DIRECTIONS FOR THIS TASK — Repeat the lines in the records from the line with "Where can the cabinet drawer" to the line with "x=181, y=39", keeping every character unchanged.

Coordinate labeling data:
• • • • • • •
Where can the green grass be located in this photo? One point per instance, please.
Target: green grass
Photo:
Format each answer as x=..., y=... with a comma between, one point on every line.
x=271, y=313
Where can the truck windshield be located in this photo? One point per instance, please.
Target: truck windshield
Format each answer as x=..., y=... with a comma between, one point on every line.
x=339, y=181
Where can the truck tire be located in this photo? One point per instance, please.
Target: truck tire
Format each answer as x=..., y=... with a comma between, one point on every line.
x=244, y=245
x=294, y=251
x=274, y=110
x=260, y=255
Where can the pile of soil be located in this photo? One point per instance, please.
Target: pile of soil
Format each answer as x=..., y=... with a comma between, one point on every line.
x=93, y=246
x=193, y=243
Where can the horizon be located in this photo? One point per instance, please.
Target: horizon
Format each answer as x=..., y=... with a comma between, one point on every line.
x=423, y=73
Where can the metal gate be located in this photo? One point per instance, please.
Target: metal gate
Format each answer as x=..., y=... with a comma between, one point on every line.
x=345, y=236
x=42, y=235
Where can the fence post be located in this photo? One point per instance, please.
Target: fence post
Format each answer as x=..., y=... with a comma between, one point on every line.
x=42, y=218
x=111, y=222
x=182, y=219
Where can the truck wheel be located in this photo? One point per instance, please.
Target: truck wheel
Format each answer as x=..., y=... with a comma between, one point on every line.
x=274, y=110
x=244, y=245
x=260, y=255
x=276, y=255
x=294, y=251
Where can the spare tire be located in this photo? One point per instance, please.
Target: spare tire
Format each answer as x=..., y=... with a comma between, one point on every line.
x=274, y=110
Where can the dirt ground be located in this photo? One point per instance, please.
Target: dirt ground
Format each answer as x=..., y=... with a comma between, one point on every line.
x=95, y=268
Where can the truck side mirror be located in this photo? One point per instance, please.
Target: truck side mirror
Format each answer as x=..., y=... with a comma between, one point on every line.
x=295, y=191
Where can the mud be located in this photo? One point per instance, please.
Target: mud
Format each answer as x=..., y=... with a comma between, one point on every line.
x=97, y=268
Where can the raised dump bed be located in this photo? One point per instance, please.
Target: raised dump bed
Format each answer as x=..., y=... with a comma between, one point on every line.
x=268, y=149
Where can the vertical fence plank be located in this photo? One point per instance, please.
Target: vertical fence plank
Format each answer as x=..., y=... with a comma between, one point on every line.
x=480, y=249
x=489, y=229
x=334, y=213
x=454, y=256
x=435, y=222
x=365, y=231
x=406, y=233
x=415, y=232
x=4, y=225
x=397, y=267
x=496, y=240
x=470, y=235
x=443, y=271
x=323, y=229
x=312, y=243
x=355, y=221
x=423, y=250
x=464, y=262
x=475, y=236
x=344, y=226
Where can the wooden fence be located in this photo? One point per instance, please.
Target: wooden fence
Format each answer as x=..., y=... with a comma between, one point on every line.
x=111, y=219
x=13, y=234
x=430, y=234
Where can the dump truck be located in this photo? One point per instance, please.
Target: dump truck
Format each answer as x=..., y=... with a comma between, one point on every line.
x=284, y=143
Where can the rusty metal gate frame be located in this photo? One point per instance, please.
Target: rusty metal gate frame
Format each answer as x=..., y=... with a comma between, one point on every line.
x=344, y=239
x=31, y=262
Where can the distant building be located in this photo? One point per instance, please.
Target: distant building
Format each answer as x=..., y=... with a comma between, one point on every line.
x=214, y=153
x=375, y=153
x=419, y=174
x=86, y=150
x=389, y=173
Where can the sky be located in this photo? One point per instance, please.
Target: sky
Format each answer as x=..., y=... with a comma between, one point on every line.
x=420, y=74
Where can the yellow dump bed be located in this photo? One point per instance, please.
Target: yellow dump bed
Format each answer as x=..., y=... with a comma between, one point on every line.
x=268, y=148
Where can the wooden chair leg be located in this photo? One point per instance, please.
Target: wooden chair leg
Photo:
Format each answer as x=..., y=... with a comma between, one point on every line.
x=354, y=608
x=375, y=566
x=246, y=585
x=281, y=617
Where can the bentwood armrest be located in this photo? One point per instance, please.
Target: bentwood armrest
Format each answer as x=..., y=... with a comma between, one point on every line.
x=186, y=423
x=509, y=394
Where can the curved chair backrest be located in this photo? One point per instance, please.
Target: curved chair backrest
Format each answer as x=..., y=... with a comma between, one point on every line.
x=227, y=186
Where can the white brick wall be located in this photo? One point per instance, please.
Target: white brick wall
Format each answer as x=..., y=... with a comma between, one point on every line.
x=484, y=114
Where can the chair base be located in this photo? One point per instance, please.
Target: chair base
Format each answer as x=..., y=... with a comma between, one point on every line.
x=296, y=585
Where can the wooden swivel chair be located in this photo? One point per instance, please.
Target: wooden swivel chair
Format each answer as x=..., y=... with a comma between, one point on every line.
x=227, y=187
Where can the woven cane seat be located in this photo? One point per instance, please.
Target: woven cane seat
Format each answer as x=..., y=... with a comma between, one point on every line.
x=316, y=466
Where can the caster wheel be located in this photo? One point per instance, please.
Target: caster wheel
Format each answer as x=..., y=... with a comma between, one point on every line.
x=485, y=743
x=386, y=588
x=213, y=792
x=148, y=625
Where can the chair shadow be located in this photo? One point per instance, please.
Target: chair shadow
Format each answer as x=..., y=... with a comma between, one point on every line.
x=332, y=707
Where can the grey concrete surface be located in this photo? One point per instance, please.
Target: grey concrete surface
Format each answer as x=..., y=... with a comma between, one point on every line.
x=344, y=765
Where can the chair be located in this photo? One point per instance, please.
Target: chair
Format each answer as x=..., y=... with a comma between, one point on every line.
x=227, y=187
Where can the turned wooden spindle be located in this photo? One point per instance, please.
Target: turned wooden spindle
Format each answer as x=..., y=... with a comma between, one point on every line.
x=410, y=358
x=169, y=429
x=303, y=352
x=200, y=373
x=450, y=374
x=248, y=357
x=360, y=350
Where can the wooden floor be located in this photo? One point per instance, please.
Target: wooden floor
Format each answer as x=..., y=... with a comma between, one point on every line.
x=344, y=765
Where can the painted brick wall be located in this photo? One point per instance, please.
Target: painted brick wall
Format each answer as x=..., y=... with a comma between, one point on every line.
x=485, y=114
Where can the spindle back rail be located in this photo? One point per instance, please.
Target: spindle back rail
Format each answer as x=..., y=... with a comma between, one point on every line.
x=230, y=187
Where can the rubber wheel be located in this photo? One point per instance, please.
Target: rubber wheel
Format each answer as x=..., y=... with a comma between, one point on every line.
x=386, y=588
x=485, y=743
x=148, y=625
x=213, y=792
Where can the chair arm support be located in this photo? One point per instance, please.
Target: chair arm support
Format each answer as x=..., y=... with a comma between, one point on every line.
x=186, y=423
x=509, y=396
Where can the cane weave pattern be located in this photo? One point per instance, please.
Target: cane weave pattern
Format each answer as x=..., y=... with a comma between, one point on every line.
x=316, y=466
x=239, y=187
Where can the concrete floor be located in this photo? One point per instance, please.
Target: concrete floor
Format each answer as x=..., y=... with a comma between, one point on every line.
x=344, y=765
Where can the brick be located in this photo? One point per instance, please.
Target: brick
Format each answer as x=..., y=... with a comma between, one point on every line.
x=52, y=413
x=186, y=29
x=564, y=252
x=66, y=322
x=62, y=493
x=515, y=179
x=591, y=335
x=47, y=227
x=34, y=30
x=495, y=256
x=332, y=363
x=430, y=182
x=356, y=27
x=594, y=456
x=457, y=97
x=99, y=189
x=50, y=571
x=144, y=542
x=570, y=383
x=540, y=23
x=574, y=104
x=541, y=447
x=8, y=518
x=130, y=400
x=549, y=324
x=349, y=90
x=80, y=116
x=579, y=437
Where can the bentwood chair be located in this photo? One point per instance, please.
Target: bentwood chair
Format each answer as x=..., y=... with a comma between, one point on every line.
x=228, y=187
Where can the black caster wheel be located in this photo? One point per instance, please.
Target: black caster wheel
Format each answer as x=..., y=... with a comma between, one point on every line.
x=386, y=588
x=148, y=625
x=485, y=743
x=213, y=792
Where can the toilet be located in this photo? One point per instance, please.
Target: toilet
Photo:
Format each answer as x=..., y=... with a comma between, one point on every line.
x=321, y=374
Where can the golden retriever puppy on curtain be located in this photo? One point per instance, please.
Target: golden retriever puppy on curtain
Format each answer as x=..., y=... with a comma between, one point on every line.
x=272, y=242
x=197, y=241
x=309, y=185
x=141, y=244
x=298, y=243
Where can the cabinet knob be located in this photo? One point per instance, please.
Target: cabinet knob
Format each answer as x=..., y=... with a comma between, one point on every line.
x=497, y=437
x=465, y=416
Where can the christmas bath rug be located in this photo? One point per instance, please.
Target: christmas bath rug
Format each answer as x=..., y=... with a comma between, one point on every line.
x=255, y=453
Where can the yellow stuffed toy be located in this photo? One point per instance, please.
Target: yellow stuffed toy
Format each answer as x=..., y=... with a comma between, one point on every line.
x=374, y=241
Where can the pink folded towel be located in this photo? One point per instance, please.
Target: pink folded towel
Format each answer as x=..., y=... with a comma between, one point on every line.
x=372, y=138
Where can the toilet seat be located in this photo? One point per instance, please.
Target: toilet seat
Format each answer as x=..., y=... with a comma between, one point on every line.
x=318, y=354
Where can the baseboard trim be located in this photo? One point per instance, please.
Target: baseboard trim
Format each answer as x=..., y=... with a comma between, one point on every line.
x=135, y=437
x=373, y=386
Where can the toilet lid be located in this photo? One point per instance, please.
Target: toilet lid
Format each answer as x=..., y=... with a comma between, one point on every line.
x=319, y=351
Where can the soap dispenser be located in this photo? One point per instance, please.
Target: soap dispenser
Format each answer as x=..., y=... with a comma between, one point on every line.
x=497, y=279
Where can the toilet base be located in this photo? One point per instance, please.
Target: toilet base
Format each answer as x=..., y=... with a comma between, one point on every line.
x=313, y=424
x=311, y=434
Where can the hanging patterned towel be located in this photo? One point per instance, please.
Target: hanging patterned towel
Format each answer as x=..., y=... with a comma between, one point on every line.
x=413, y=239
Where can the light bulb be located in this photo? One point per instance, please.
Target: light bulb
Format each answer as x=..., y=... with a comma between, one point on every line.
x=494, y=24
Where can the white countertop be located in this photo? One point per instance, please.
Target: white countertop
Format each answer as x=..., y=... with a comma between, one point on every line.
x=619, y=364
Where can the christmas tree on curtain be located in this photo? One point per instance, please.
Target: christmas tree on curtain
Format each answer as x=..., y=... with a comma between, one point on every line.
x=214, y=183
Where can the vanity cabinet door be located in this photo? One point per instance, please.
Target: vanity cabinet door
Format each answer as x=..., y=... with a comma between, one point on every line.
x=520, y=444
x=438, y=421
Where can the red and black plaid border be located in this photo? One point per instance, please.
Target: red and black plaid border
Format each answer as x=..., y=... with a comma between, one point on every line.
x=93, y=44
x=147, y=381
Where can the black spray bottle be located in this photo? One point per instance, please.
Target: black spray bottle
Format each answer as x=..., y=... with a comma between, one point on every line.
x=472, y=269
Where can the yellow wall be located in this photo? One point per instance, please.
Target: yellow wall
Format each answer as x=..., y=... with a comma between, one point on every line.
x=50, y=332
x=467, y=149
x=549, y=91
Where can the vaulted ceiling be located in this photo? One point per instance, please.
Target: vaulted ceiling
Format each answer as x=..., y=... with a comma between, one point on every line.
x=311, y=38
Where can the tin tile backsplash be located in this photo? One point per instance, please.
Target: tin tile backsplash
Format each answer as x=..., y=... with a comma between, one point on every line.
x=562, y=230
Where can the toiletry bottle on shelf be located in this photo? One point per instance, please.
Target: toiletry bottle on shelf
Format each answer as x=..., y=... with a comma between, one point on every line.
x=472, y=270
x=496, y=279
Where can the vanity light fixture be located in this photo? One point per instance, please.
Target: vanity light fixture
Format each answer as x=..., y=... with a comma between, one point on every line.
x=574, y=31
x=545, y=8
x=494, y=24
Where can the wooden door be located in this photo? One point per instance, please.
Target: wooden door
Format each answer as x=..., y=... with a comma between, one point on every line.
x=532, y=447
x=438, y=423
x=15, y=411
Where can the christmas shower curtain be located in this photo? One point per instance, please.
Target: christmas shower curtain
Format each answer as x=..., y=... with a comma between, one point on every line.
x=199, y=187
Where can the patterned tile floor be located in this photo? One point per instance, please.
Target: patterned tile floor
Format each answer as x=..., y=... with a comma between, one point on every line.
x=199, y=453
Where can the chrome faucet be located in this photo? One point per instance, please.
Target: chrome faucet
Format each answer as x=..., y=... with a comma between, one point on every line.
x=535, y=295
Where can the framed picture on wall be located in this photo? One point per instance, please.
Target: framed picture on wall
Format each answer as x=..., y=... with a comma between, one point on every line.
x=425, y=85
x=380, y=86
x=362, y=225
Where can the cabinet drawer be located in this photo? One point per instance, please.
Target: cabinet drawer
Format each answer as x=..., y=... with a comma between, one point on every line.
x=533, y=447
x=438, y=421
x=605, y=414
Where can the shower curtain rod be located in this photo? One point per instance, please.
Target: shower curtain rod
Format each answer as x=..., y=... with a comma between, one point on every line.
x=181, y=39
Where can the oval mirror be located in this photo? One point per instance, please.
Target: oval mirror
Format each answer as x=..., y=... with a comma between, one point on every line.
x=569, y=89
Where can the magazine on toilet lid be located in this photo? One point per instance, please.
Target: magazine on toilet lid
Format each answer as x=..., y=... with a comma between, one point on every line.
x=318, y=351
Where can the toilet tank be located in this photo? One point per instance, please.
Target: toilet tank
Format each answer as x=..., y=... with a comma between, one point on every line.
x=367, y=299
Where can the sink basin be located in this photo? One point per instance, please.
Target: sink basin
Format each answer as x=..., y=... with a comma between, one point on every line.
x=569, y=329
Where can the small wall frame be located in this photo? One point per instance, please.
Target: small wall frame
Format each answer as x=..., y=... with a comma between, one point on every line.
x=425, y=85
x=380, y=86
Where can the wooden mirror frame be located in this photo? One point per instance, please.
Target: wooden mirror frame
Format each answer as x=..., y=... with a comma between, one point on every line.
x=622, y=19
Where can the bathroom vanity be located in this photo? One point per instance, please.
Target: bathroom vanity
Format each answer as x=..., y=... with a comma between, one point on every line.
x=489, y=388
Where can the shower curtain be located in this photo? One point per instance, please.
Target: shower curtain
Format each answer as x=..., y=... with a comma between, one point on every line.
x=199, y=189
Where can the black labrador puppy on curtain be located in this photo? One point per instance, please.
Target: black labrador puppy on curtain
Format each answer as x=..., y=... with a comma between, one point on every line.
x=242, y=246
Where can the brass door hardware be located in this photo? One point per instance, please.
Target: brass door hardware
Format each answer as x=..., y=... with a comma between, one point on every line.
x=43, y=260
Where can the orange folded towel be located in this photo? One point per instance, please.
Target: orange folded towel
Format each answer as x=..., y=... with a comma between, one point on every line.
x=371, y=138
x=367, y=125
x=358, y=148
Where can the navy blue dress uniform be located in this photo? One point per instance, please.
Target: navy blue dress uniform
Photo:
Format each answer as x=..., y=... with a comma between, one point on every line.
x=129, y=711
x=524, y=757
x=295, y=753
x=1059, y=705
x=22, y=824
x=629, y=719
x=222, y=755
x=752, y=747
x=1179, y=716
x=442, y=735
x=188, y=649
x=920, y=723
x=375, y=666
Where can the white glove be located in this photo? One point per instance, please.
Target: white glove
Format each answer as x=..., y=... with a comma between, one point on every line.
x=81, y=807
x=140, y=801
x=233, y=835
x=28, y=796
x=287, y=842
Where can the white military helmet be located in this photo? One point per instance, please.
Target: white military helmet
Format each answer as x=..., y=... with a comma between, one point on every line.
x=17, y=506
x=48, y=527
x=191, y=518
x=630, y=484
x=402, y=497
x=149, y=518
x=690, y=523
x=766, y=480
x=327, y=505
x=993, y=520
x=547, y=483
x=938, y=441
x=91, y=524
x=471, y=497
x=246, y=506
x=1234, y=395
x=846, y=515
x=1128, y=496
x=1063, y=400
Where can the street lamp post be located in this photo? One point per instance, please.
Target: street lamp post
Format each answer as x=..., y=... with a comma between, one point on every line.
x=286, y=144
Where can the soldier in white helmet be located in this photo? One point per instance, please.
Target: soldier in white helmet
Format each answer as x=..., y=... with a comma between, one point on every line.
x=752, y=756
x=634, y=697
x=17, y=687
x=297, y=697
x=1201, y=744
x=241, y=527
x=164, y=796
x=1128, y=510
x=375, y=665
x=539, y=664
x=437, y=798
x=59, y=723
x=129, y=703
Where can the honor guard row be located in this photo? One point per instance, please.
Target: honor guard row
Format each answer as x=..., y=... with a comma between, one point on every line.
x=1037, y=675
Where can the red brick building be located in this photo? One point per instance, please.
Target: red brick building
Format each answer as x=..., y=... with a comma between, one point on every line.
• • • • • • •
ANSWER FOR THIS EXERCISE —
Where can the cabinet drawer be located in this photo? One point per instance, please.
Target: cabinet drawer
Format each answer as x=..., y=... with a comma between, one point on every line.
x=533, y=447
x=438, y=421
x=605, y=414
Where can the shower curtain rod be located in this photo? One point per instance, please.
Target: shower curtain rod
Format each answer as x=..., y=... with a comma between, one point on every line.
x=181, y=39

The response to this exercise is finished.